ACTIVITY = Go through the records and report each line in which the word "query" occurs.

DATASET =
::::

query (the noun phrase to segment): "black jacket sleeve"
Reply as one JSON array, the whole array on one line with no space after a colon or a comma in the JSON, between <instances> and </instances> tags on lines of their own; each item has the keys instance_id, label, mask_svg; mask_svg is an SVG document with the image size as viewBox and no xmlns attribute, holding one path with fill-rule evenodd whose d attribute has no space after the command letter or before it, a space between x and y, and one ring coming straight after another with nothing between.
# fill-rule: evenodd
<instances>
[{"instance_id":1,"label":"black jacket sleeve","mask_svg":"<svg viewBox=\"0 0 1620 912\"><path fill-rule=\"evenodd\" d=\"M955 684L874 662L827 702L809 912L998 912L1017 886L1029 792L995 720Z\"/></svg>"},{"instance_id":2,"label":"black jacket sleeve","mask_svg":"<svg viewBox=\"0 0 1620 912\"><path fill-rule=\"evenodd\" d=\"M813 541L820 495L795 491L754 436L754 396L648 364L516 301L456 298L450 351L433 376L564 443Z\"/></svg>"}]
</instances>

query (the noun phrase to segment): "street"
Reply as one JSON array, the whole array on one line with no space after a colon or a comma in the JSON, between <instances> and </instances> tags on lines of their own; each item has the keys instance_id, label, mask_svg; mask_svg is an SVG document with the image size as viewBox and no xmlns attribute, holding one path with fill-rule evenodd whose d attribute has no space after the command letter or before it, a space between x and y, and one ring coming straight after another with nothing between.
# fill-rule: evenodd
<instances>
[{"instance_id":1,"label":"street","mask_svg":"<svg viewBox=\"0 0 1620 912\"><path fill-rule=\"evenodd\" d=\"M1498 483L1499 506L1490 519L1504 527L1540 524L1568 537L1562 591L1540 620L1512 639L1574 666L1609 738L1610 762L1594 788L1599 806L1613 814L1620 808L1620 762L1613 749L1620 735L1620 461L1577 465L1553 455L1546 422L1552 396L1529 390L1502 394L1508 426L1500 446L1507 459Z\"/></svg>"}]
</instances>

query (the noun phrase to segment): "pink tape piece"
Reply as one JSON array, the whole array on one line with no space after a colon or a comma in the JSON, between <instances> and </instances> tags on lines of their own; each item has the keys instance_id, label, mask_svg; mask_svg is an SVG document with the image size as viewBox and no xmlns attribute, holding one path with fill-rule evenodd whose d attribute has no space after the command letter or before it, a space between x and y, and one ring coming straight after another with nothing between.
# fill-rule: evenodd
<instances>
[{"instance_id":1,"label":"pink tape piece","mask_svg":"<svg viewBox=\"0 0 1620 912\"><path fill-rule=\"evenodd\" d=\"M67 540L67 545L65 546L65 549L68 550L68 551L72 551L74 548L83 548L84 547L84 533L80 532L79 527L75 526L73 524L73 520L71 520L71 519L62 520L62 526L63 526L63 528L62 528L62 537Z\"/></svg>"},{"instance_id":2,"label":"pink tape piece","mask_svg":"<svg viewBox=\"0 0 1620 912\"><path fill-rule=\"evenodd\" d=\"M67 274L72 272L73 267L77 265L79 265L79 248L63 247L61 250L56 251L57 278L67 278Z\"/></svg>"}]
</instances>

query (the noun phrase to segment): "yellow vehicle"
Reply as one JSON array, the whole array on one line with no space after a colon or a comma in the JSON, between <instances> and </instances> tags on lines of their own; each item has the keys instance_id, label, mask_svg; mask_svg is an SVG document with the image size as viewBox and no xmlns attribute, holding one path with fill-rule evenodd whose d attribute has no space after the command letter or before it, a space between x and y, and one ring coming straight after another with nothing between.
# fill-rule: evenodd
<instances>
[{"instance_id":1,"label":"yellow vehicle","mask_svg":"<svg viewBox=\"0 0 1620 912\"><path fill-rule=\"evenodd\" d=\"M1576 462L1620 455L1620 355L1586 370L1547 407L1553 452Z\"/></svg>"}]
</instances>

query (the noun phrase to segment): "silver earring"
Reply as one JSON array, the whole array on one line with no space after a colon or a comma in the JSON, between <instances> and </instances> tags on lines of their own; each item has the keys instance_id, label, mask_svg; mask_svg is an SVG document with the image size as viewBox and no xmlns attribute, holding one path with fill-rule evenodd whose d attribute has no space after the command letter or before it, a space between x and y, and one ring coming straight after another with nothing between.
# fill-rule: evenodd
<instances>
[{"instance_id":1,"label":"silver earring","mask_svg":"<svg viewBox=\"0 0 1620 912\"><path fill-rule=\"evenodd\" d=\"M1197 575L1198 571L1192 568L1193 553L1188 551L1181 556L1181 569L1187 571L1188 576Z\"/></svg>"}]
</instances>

::::

TASK ANSWER =
query (the noun phrase to segment): "black jacket sleeve"
query (the noun phrase to segment): "street"
query (the noun phrase to segment): "pink tape piece"
query (the noun phrase to segment): "yellow vehicle"
query (the noun phrase to segment): "silver earring"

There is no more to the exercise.